• **PROBLEM DESCRIPTION**:
Edit everything from the start of the listing down to the line containing "[[763, 810]]" by changing "rear windshield" to "back window", leaving the rest unchanged, and give back only those lines.

• **EXERCISE MATERIALS**:
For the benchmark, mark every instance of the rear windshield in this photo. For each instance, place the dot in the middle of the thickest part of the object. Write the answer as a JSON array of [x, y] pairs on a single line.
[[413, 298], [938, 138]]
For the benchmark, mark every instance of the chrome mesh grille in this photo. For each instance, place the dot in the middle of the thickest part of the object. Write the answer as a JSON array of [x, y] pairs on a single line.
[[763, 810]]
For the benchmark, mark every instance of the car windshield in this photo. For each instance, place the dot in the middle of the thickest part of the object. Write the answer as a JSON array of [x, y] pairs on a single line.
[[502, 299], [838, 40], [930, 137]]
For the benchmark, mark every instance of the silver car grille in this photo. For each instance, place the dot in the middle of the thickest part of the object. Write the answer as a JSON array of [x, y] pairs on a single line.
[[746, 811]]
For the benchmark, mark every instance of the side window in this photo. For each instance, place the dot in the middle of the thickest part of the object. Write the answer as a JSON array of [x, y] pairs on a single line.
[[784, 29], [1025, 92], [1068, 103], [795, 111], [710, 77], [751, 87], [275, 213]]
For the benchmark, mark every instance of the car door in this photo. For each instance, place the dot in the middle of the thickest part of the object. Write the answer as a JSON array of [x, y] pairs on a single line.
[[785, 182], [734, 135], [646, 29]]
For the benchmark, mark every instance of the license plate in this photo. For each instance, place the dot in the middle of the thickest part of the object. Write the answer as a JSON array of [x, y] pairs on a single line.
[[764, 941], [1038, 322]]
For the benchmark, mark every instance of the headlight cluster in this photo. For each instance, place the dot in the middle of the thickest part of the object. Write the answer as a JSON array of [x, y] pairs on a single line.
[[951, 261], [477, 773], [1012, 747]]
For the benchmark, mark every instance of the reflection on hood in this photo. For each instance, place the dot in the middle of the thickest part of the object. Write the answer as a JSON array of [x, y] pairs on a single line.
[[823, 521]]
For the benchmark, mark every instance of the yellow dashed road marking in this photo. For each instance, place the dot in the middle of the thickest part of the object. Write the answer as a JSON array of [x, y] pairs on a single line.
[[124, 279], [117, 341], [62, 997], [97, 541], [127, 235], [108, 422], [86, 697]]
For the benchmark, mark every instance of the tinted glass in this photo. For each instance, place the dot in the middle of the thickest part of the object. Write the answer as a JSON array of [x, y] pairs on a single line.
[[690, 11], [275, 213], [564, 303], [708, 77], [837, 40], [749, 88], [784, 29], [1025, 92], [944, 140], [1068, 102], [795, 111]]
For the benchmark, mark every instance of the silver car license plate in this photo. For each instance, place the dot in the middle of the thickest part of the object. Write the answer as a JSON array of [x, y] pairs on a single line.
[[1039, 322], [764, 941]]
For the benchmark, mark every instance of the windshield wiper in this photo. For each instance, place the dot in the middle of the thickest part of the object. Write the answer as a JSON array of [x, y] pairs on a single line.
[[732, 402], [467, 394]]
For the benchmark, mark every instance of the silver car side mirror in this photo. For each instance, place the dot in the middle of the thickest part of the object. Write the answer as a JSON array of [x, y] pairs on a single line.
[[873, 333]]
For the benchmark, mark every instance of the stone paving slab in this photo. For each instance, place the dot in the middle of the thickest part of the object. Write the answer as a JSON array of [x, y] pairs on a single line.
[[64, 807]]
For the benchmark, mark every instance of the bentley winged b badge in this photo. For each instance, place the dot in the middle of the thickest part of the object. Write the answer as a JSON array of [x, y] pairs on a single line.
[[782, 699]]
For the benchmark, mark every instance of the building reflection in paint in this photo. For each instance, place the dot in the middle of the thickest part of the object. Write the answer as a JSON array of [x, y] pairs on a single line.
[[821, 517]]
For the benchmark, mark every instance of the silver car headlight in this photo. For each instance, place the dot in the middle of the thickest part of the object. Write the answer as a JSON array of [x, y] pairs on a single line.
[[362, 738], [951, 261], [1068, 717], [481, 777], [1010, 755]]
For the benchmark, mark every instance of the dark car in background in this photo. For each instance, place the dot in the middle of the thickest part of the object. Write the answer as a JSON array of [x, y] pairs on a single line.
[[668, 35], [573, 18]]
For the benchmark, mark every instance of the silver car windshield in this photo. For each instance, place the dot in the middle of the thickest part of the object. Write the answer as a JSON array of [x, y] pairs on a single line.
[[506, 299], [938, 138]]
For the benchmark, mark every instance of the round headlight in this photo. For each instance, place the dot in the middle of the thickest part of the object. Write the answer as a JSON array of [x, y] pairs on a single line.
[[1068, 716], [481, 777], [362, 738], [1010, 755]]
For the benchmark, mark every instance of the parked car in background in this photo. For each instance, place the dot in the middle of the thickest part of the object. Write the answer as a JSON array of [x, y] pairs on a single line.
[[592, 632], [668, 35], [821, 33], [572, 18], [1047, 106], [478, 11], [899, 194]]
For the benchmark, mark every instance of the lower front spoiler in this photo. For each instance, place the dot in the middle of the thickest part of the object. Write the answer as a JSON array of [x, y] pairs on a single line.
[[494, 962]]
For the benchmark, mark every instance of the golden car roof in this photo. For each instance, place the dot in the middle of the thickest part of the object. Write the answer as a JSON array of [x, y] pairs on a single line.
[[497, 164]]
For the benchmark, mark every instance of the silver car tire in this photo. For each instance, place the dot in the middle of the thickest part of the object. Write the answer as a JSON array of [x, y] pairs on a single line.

• **IN RESPONSE**:
For the benchmark, mark every instance of the back window in this photo. For each instance, place the dot in the middle of the thickest part of the object. Write the answer as a JSON array of [x, y] pairs on a single line.
[[413, 298], [938, 138]]
For the benchmark, mark every instance of the chrome mesh grille in this photo. For each instance, place the dot in the middle of the thickest part of the object. Write the answer as a JSON array of [x, y] pairs on a single line.
[[763, 810]]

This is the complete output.